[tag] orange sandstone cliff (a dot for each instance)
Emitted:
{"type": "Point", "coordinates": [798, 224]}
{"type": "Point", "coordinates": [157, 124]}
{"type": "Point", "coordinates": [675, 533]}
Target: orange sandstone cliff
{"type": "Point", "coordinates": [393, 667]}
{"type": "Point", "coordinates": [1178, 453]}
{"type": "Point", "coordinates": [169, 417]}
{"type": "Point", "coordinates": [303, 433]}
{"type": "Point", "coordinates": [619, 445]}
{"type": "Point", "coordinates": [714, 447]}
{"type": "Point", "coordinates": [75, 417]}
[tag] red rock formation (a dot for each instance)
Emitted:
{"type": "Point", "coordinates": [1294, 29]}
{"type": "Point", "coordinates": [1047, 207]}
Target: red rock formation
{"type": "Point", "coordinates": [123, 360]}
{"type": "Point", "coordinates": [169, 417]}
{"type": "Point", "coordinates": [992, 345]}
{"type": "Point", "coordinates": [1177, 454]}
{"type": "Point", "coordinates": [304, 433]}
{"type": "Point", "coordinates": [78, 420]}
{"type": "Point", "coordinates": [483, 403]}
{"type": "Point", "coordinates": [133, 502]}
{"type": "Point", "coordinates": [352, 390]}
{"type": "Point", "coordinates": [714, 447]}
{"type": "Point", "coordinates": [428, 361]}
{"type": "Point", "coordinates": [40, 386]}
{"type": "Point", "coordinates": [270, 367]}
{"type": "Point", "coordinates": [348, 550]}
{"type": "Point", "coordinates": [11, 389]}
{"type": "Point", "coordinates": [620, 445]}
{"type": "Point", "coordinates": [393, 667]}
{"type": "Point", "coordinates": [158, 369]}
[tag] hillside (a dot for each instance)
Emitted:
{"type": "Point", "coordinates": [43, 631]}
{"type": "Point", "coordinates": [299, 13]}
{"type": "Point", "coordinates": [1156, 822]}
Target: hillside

Goal of the exercise: Edit the data above by replacing every "Emitted" with "Predicted", and leave everything else unchanged.

Response:
[tag] orange sandstone cliff (a dot for each instance)
Predicted:
{"type": "Point", "coordinates": [798, 224]}
{"type": "Point", "coordinates": [157, 124]}
{"type": "Point", "coordinates": [675, 533]}
Target: orange sandstone cliff
{"type": "Point", "coordinates": [393, 667]}
{"type": "Point", "coordinates": [1178, 453]}
{"type": "Point", "coordinates": [169, 417]}
{"type": "Point", "coordinates": [303, 433]}
{"type": "Point", "coordinates": [619, 445]}
{"type": "Point", "coordinates": [714, 447]}
{"type": "Point", "coordinates": [75, 417]}
[tag] red rock formation (a dot for each instance)
Predicted:
{"type": "Point", "coordinates": [1294, 29]}
{"type": "Point", "coordinates": [1047, 207]}
Target: red rock formation
{"type": "Point", "coordinates": [123, 360]}
{"type": "Point", "coordinates": [169, 417]}
{"type": "Point", "coordinates": [992, 345]}
{"type": "Point", "coordinates": [1177, 454]}
{"type": "Point", "coordinates": [304, 433]}
{"type": "Point", "coordinates": [78, 420]}
{"type": "Point", "coordinates": [483, 403]}
{"type": "Point", "coordinates": [133, 502]}
{"type": "Point", "coordinates": [352, 390]}
{"type": "Point", "coordinates": [714, 447]}
{"type": "Point", "coordinates": [428, 361]}
{"type": "Point", "coordinates": [40, 386]}
{"type": "Point", "coordinates": [270, 367]}
{"type": "Point", "coordinates": [348, 550]}
{"type": "Point", "coordinates": [11, 389]}
{"type": "Point", "coordinates": [620, 445]}
{"type": "Point", "coordinates": [393, 667]}
{"type": "Point", "coordinates": [158, 369]}
[tag] hillside (a dot for each instance)
Predicted:
{"type": "Point", "coordinates": [43, 631]}
{"type": "Point", "coordinates": [299, 13]}
{"type": "Point", "coordinates": [1156, 822]}
Target: hillside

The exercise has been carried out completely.